» **Record list**:
^^^^
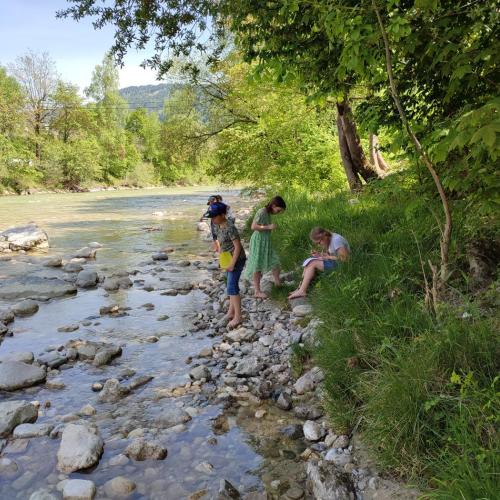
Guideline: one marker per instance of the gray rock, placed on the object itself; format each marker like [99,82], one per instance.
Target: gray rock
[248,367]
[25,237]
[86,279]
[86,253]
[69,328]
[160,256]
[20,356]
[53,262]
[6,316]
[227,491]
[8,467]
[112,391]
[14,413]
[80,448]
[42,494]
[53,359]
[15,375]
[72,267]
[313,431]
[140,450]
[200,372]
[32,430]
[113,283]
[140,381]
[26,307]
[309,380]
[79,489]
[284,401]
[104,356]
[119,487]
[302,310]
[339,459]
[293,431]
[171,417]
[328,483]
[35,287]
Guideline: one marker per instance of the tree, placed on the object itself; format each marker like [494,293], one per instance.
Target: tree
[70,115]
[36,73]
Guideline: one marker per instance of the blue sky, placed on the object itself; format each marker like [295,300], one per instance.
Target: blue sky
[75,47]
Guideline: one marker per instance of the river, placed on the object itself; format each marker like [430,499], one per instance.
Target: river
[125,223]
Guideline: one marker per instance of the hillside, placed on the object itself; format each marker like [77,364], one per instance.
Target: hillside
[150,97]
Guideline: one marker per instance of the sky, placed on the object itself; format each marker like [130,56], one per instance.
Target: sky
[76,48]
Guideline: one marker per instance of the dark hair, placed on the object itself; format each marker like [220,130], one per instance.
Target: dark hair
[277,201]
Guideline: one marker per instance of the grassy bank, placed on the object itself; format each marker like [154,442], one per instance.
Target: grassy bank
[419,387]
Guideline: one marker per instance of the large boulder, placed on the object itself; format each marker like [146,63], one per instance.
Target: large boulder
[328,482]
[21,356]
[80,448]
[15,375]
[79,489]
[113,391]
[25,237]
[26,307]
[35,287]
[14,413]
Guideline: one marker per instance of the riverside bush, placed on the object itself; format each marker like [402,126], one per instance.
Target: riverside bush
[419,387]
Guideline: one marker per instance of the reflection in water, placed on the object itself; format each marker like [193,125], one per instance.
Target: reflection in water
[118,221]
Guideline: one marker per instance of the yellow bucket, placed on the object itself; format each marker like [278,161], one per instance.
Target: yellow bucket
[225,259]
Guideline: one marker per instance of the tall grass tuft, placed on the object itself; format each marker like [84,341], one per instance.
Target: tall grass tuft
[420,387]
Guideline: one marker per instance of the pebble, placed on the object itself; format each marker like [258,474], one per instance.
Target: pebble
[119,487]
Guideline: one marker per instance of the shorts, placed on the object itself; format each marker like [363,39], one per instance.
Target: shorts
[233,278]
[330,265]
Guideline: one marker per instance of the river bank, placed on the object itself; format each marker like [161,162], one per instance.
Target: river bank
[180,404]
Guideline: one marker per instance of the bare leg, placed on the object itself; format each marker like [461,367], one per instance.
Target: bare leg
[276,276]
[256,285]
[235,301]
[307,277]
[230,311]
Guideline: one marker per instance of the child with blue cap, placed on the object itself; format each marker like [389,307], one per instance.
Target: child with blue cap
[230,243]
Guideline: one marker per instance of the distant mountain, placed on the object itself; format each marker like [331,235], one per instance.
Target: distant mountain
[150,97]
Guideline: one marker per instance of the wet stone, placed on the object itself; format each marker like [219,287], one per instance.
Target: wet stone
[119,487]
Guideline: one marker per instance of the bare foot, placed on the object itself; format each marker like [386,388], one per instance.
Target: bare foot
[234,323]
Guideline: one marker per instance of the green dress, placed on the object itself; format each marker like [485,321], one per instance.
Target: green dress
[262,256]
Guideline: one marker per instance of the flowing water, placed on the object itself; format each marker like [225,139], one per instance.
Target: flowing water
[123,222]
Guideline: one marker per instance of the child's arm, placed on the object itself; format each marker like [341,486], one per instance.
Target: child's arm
^^^^
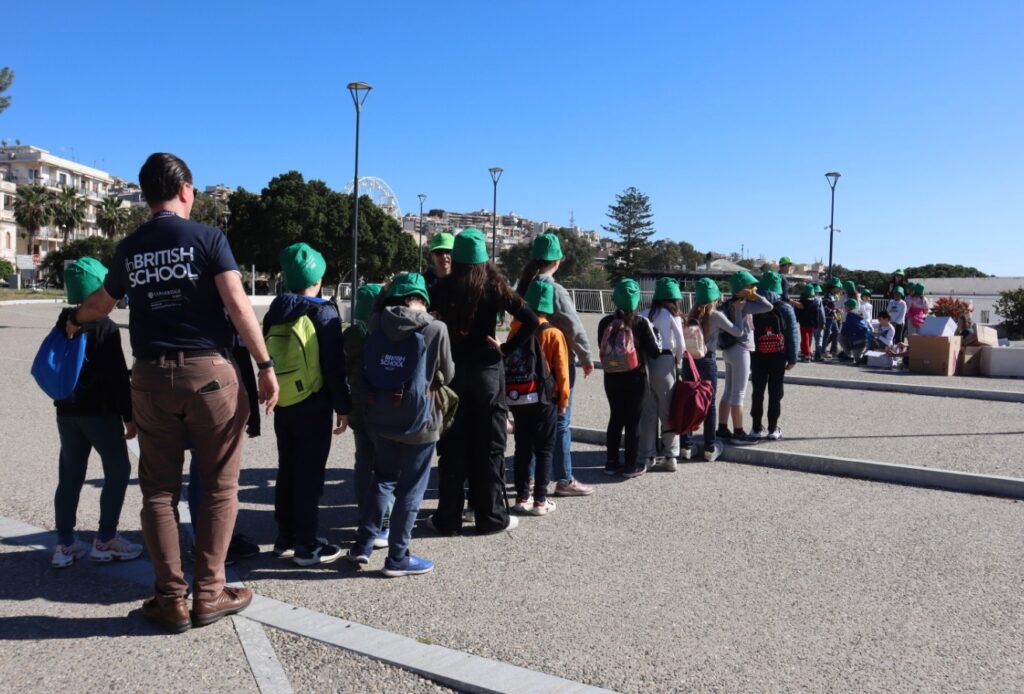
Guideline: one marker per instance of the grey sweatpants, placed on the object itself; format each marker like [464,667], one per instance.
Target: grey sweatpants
^^^^
» **Request**:
How many lines of the items contain the string "pebble"? Case counts, and give only the number.

» **Solution for this problem**:
2